Like I said, Roger was really excited and animated during the whole thing. He sang all the words (including the parts that weren’t even his) into no microphone in particular. He seemed genuinely tickled to be playing these songs with the mates he created them with. I suppose that’s a great feeling. I don’t know, I don’t have mates.

They played “Money” after “Breathe”, and the less said about that song the better. Those Brits liked it, though. After that, they played “Wish You Were Here”, and Dave made my wife giggle by singing the guitar solo part along with his guitar. They finished with “Numb”, and everyone in the audience was content, like after a big meal[5]. After the song was over Roger called the other three over for an arms-around-each-other bow, and they all seemed really happy. I have no idea if Roger and Dave still hate each other, or if they plan on ever making another album. I don’t care about a tour (although you better believe I would show up with pigs on). I want to hear what new Pink Floyd music would sound like. Even if it sucks, it would be great. Does that make sense? Nobody else is daring to make this kind of music anymore[6], so it would stand out. It would be interesting. I’m sure record execs want this to happen, with record sales being as pathetic as they are. Will it happen? No. But we can always dream.

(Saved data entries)
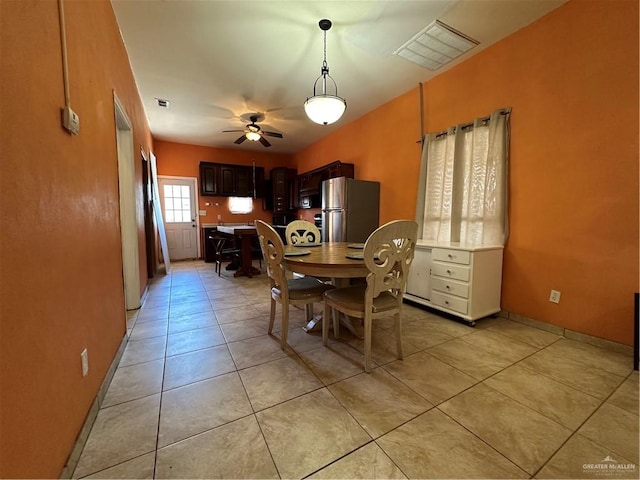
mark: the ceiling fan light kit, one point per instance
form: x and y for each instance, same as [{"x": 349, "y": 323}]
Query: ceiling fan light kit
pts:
[
  {"x": 324, "y": 108},
  {"x": 253, "y": 132}
]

* _Instructions_
a – In the concert account, which song did the band play after "Breathe"?
b – Translate this sentence from the concert account into French: "I want to hear what new Pink Floyd music would sound like."

* _Answers to this exercise_
a – "Money"

b – Je veux entendre à quoi ressemblerait une nouvelle musique de Pink Floyd.